[Record excerpts — start]
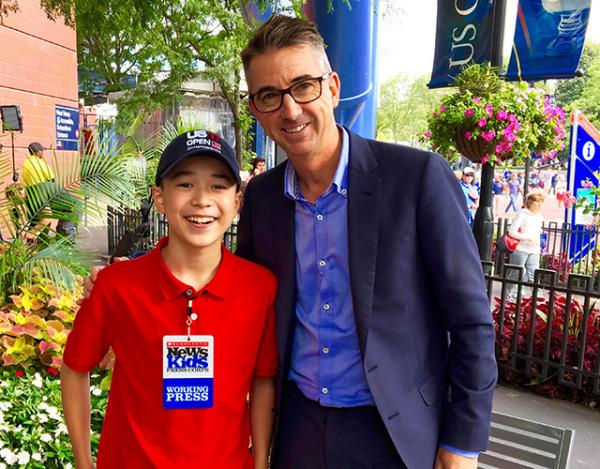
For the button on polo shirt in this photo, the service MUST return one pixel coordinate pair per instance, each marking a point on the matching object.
(133, 305)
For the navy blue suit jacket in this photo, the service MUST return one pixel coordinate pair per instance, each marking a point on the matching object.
(422, 314)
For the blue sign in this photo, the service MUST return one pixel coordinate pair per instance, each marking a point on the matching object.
(463, 36)
(584, 163)
(67, 128)
(548, 39)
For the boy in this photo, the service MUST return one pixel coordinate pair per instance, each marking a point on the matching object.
(192, 333)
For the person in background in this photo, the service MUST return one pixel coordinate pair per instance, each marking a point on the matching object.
(498, 187)
(470, 192)
(514, 189)
(527, 228)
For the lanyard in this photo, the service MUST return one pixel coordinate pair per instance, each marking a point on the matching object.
(191, 316)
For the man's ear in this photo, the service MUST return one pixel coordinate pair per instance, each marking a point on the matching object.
(158, 200)
(335, 87)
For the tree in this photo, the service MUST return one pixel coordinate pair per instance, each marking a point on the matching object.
(404, 107)
(569, 92)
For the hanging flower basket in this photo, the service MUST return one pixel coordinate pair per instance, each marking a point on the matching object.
(472, 148)
(490, 120)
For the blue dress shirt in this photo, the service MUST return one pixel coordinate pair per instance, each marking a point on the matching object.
(326, 362)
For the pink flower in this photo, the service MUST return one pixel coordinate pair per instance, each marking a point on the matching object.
(489, 135)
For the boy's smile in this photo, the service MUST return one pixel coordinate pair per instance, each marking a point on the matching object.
(199, 199)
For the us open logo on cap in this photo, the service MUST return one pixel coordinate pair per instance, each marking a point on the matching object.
(202, 139)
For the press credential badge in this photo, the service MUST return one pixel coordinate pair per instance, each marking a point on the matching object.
(188, 371)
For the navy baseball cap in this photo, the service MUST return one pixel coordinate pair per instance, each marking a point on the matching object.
(197, 142)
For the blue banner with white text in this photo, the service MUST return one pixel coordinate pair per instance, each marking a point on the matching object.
(463, 36)
(549, 39)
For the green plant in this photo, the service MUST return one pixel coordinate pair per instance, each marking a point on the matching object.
(489, 119)
(35, 324)
(32, 431)
(83, 184)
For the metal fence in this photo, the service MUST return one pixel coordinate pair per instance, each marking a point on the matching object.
(547, 332)
(566, 249)
(121, 220)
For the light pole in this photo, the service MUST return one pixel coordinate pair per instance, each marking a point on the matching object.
(483, 225)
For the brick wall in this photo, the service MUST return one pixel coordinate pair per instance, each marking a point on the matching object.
(38, 69)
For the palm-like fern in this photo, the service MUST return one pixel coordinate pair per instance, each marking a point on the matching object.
(83, 185)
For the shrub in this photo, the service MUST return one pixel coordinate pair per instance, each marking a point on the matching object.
(32, 430)
(565, 321)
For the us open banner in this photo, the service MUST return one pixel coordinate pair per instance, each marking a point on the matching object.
(463, 36)
(548, 39)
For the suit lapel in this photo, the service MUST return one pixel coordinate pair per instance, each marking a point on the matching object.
(282, 226)
(364, 200)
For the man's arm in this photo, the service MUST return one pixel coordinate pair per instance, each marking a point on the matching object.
(75, 388)
(262, 400)
(454, 267)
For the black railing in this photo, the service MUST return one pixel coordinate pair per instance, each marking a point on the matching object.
(547, 333)
(567, 249)
(125, 219)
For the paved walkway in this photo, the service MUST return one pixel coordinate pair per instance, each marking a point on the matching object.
(585, 421)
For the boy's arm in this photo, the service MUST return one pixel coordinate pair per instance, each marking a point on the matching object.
(75, 388)
(262, 400)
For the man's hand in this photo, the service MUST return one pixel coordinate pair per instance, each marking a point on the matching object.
(448, 460)
(88, 282)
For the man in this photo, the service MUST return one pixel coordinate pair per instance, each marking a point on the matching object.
(384, 328)
(39, 182)
(35, 169)
(514, 189)
(470, 192)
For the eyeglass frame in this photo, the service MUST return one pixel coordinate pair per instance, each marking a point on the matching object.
(288, 90)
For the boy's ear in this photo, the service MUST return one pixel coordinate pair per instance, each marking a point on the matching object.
(158, 200)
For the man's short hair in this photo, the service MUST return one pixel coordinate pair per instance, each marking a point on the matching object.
(282, 31)
(534, 197)
(34, 147)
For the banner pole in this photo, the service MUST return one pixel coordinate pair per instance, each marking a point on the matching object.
(483, 225)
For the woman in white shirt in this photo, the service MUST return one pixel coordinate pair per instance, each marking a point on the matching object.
(527, 228)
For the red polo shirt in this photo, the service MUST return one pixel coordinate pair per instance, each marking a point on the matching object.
(133, 305)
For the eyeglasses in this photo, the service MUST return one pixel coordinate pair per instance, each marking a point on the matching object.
(303, 92)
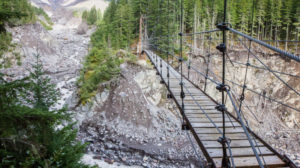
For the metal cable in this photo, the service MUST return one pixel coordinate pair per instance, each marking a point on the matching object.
(218, 129)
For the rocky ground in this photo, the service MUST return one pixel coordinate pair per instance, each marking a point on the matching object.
(133, 123)
(129, 123)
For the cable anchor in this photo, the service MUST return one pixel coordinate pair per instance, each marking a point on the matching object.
(185, 126)
(222, 26)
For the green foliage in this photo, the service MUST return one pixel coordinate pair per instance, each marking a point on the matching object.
(41, 12)
(28, 133)
(5, 42)
(45, 25)
(93, 16)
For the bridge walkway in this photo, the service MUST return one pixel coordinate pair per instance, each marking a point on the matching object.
(205, 123)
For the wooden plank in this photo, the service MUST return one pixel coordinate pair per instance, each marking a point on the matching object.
(202, 115)
(202, 107)
(233, 144)
(214, 130)
(250, 162)
(210, 125)
(238, 152)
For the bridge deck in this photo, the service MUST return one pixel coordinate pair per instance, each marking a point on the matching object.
(197, 104)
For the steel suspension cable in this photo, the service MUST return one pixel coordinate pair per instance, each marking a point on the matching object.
(242, 97)
(168, 71)
(256, 57)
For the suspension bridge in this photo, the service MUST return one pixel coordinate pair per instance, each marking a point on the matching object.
(226, 140)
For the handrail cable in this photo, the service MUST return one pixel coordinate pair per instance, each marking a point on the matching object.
(255, 56)
(218, 129)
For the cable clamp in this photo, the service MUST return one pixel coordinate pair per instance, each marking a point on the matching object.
(221, 107)
(222, 88)
(182, 95)
(222, 26)
(221, 47)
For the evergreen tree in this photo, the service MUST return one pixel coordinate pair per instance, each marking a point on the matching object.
(28, 133)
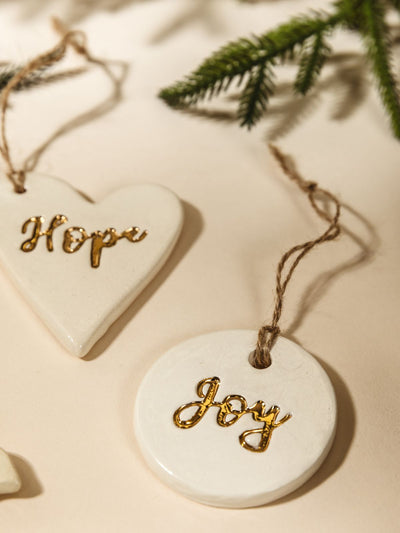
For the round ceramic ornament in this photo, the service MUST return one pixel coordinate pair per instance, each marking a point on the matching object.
(239, 418)
(79, 264)
(224, 433)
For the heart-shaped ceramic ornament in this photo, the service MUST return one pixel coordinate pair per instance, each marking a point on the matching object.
(81, 264)
(9, 479)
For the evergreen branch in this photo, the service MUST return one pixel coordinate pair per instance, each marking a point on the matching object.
(376, 35)
(239, 58)
(255, 96)
(311, 63)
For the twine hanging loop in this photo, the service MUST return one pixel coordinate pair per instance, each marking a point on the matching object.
(267, 335)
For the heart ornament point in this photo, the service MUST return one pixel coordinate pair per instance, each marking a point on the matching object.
(226, 434)
(81, 264)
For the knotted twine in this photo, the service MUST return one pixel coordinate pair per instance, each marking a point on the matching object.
(267, 335)
(69, 38)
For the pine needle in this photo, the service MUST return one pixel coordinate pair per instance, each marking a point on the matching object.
(303, 38)
(255, 96)
(379, 50)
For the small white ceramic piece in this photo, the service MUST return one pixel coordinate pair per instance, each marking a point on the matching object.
(9, 479)
(208, 461)
(76, 301)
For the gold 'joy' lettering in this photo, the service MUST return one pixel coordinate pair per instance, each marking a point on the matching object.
(75, 237)
(228, 414)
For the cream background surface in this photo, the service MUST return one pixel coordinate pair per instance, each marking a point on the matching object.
(68, 422)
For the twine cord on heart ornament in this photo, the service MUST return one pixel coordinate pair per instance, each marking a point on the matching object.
(267, 335)
(69, 38)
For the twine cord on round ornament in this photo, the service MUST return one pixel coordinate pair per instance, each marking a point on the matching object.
(267, 335)
(75, 39)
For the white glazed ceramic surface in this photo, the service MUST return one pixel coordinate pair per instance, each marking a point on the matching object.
(206, 462)
(77, 302)
(9, 479)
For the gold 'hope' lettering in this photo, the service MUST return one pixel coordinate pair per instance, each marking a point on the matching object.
(76, 236)
(228, 415)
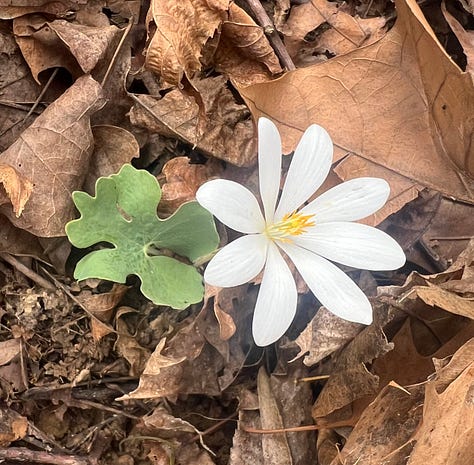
[Record excerpts — finish]
* _What is being asked_:
All that is needed is the span from the line with "For the cream" through the last line of the material above, reproduced exactly and free of pictures.

* _Written response_:
For the cream background surface in this photo, the service MUST return one pixel coordinate pair per instance, each marking a point on the matching object.
(68, 422)
For the twine cord on heart ornament in this photo, the service MUST return one pixel coordinate pair per instance, each marking a point on the matching object.
(267, 335)
(69, 38)
For the twine cord on round ornament in this photo, the service MUST return one pixel coordinate pair per instance, each marking a point on the matching object.
(267, 335)
(75, 39)
For the white glazed ceramic surface in this photo, the service MUST return one pixel coordinate pair per instance, each marking a point on the matching object.
(206, 462)
(77, 302)
(9, 479)
For the gold 'hope' lettering in this photo, the service MUST return one pixel coordinate pair per instance, each marking a point on the matching object.
(76, 236)
(228, 415)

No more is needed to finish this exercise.